• **SOURCE TEXT**:
☆ ☆ ☆ ☆ ☆ ☆ ☆

JEEEEEEZ! You both are talking the heck out of this thread!


----------



## Smalblok355 (Oct 22, 2004)

yeah we did.lmao. :dude:


----------



## bugman (Aug 12, 2004)

yep what gave it away :freak:  :drunk:


----------



## Smalblok355 (Oct 22, 2004)

rotflmao..yeah we did man.....


----------



## bugman (Aug 12, 2004)

haha..


----------



## bugman (Aug 12, 2004)

i just got done with my x-mas outside crap. got me a auto timer so my butt don't gotta go outside to turn it all on. tomorrow i gotta work on my generator and my old murray 8 mower needs some paint


----------



## Smalblok355 (Oct 22, 2004)

nice....I got over 3,000feet of lights from Sears over the summer for under $50.lol.i just got to get my grandfather over here with his ladders.lol


----------



## Smalblok355 (Oct 22, 2004)

rain i hate rain!


----------



## bugman (Aug 12, 2004)

me too got my new comp in it


----------



## Smalblok355 (Oct 22, 2004)

lol......................my g/f told me it snowed in west virginia and she loved it.....i told her snow is great for tracking!.hehe


----------



## bugman (Aug 12, 2004)

what kind of computer you got


----------



## bugman (Aug 12, 2004)

woke up this morning to gun shots, damn dude couldn't shoot wortha damn


----------



## Smalblok355 (Oct 22, 2004)

my computer is a POWERSPEC it is only sold at MIRCOCENTER stores.which is a high end computer store


----------



## bugman (Aug 12, 2004)

hum nice what processor size


----------



## Smalblok355 (Oct 22, 2004)

2.8ghz 256mem,the works!dvd drive,cd-r/cd-rw drive,and a standard floppy drive drive.hehe


----------



## Smalblok355 (Oct 22, 2004)

intel celeron


----------



## bugman (Aug 12, 2004)

mines a 2.93ghz 256mem dvd/cdrw drive no floppy hp pavilion. i dumped my old pavilion that was 600mhz


----------



## Smalblok355 (Oct 22, 2004)

http://microcenter.com/


----------



## bugman (Aug 12, 2004)

mines the newer intel celeron :dude:


----------



## Smalblok355 (Oct 22, 2004)

☆ ☆ ☆ ☆ ☆ ☆ ☆

• **DATA TO EXAMINE**:
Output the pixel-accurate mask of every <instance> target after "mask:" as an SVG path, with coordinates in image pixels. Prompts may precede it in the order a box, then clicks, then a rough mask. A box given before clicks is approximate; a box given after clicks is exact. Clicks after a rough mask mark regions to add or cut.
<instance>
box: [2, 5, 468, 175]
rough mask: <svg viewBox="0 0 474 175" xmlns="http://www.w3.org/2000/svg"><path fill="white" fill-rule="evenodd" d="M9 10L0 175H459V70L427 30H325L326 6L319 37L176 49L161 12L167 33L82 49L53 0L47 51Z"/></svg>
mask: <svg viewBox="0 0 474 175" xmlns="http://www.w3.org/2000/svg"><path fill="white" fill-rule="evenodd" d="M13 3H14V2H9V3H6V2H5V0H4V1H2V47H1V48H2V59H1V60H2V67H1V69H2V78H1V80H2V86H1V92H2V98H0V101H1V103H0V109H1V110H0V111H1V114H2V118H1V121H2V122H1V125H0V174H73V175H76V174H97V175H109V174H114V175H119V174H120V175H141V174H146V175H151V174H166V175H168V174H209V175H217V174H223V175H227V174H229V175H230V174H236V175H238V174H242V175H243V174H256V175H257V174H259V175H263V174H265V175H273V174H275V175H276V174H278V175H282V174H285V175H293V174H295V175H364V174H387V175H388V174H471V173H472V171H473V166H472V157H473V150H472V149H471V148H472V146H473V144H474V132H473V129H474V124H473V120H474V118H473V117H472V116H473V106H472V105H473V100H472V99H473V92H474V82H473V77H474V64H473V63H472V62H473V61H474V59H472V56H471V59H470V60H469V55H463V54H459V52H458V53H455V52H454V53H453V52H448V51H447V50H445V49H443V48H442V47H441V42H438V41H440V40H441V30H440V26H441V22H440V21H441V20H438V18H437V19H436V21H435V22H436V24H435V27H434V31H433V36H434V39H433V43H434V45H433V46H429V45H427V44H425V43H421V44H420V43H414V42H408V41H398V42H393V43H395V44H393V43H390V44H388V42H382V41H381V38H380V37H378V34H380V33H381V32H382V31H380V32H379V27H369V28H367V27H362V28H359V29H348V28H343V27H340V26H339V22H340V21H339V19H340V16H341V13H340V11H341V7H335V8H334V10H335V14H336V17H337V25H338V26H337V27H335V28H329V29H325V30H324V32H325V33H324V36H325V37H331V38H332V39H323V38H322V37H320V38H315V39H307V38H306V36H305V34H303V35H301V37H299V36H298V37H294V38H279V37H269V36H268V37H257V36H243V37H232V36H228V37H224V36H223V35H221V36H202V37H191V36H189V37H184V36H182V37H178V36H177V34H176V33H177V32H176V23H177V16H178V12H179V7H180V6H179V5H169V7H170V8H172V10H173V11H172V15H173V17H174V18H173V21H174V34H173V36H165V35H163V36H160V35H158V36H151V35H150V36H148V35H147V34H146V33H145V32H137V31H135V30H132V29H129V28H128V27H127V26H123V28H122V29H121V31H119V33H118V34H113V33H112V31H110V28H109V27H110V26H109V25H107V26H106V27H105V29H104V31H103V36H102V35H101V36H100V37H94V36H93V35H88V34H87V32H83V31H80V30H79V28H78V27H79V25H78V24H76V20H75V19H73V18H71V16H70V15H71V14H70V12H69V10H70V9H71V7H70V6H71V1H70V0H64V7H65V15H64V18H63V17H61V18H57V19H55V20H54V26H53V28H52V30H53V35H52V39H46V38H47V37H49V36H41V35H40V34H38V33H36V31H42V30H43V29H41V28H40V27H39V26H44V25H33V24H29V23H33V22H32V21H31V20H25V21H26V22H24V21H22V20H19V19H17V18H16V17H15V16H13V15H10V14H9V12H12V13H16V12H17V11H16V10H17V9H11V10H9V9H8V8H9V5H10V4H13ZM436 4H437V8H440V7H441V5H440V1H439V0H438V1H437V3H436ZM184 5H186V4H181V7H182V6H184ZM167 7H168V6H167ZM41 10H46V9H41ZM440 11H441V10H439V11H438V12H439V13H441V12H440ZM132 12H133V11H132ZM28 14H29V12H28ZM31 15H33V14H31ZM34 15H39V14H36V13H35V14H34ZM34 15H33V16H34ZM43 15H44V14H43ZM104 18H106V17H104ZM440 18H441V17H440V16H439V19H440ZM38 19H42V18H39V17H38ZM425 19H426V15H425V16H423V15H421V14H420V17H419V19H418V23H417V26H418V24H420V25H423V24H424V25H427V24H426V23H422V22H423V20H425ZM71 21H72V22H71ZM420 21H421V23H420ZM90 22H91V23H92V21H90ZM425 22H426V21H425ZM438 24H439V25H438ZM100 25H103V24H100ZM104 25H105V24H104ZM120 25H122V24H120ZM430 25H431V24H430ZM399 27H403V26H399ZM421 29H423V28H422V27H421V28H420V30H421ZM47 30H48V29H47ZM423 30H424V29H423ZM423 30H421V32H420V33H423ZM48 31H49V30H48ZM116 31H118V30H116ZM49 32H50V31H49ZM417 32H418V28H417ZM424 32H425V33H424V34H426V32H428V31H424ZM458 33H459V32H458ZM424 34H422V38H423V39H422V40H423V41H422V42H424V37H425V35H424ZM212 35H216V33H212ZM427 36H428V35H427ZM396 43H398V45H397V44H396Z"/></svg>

☆ ☆ ☆ ☆ ☆ ☆ ☆

• **TASK**:
Reproduce the forum thread above word for word, starting with "nice....I got over" and going on through "i hate rain!".

• **FINISHED TASK**:
nice....I got over 3,000feet of lights from Sears over the summer for under $50.lol.i just got to get my grandfather over here with his ladders.lol


----------



## Smalblok355 (Oct 22, 2004)

rain i hate rain!